● Exercise description
Look below. Copy each line that has "cracked" in it.

::: Dataset extract :::

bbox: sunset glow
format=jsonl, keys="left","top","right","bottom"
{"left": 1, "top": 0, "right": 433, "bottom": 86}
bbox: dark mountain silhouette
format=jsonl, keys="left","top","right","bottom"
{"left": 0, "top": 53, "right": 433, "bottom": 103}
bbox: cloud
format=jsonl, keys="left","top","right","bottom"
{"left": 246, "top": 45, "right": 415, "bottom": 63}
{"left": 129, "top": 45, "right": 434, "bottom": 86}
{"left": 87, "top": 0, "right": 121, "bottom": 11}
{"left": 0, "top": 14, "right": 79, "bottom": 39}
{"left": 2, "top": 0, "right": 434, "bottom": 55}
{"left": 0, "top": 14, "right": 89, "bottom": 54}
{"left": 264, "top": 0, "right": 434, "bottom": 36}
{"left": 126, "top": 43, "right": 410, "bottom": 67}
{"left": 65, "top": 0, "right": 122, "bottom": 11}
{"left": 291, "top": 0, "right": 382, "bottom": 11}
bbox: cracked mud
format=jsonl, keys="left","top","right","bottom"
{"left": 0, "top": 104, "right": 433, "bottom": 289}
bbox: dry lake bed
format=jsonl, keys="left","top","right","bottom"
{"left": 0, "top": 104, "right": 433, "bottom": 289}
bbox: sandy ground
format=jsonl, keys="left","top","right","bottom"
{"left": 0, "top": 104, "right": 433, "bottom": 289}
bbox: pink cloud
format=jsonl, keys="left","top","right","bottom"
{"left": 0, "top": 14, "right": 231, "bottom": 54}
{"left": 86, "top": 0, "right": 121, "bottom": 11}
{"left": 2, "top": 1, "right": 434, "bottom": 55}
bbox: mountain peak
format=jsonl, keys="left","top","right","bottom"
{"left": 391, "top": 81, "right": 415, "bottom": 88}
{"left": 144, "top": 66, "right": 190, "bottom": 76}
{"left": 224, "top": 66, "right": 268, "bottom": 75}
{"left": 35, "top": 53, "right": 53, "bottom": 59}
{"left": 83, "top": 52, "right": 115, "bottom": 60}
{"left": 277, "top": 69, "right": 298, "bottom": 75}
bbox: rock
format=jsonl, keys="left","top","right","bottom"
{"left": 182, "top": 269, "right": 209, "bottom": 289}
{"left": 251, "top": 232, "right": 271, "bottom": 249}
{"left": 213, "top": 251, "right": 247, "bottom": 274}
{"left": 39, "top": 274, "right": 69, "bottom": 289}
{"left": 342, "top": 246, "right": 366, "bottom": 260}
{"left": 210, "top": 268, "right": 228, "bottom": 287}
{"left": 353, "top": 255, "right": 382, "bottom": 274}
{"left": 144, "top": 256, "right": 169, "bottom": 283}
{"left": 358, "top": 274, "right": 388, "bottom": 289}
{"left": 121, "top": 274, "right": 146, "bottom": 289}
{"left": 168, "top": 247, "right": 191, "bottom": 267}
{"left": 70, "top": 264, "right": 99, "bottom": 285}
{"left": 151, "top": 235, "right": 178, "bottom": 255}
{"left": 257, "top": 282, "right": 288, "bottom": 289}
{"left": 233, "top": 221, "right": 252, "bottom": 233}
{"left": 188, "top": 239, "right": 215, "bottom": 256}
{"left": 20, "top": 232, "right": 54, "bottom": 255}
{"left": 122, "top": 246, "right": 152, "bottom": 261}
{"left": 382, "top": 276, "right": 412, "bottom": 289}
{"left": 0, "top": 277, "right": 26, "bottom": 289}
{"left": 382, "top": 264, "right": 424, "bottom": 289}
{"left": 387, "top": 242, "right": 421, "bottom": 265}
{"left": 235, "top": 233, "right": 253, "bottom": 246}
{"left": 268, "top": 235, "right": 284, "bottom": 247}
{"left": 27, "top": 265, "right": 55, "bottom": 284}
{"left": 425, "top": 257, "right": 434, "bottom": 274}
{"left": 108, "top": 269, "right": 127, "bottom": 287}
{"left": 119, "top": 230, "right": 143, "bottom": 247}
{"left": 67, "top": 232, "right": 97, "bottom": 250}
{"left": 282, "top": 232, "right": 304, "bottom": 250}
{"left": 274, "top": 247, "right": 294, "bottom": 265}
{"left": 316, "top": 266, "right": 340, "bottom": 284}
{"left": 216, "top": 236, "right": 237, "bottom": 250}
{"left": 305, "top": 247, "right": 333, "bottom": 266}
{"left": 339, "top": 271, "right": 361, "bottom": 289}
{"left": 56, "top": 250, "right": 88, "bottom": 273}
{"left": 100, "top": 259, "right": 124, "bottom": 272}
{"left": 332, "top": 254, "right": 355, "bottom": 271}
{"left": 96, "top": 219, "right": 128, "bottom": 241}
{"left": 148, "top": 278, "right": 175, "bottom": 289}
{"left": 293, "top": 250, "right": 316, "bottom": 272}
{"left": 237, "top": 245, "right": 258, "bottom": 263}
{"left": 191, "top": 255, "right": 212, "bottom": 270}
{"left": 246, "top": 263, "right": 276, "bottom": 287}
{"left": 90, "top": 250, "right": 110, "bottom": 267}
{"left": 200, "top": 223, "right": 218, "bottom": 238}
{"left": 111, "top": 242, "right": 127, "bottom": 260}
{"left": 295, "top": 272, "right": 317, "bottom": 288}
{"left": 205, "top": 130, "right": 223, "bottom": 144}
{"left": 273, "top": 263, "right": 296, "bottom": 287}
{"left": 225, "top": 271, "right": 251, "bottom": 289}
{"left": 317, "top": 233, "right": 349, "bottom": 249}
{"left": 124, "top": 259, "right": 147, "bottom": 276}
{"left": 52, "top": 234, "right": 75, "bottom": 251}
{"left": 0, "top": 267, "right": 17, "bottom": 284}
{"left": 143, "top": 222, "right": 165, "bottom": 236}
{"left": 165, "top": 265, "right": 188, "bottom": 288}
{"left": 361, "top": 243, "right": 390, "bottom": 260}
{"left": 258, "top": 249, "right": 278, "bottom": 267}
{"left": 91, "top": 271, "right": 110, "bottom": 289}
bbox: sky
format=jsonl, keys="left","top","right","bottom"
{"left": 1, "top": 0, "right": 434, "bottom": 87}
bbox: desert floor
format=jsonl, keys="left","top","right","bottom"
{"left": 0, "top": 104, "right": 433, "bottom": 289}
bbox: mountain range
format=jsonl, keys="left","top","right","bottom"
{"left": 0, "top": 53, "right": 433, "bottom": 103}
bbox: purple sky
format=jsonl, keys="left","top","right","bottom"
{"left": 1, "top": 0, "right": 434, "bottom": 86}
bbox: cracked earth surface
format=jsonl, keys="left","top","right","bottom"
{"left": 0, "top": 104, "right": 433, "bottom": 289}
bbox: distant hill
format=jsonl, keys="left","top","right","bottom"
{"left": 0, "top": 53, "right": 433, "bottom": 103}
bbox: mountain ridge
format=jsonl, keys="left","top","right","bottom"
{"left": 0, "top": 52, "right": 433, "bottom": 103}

:::

● Output for this task
bbox: cracked mud
bbox: cracked earth surface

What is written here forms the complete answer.